■ Activities
(a) In the passage on the Farr 11s design, which boat did the client previously own?
(b) Please pick up the passage on the Farr 11s design after its final sentence and continue it.
[Document excerpt — start]
The new Farr 11s represents the culmination of intense discussions with the client, who previously owned a Farr 36 One Design. The carefully prepared brief called for an inshore boat with sufficient freeboard for coastal race capability, legs out hiking and minimal interior. The goal was to produce a very fast boat keelboat for its size (35 to 38 ft) crewed by no more than 6 or 7 intermediate level sailors. Racing venues included Key West, the Great Lakes and a variety of other regattas.

 

There has been considerable interest world wide in a mono hull that fits this vision and there are a number of examples similar to this style of boat. The acceptance of canting keel technology and the incredible outright speed of the VO 70's and Open 60's has opened many sailors' minds to new frontiers of high performance monohull sailing.
[Document excerpt — finish]
[Dataset records — start]
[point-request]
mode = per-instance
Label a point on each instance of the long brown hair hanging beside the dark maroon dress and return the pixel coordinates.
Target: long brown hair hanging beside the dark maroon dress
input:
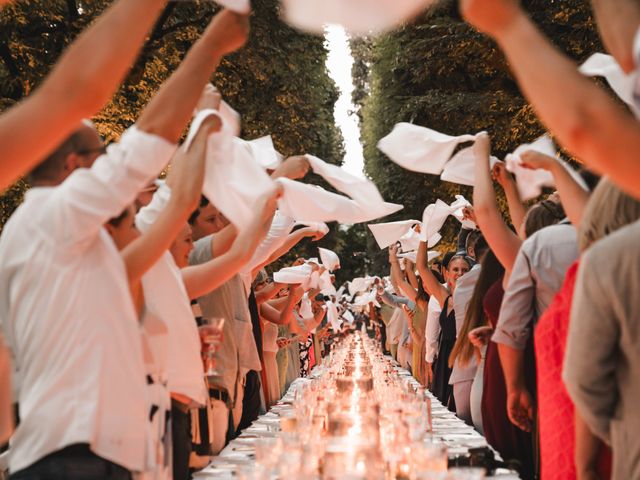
(491, 272)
[Dataset records — finish]
■ Task responses
(a) A Farr 36 One Design.

(b)
The challenge was to incorporate as many go fast features as possible while staying within sensible limits of price, ease of operation, and meeting safety standards of category 3 Offshore Special Regulations including stability and fit out requirements. The obvious goals are to provide high stability to carry a powerful sail plan, keep the whole package as light as possible, reduce drag, and produce a boat that will break out into high speeds in a controllable manner. These goals are blended with the desire to be a good all rounder for buoys races in a wide range of wind speeds, good in coastal type races where reaching performance and handling are important, and avoid any glaring weaknesses that are seen in some attempts at this concept.

 

The Farr 11s has a 45-degree canting keel, twin asymmetric canards and twin retractable rudders on a hull with high form stability. This combination has been explored in our Open 60, VO70, Cookson 50 and Leopard 3 research work and this project presented fertile ground to draw from our experience. The hull shape combines the demands for minimizing light air (low speed) drag with high-speed stability and excellent handling qualities. Twin rudders will help control in extreme conditions.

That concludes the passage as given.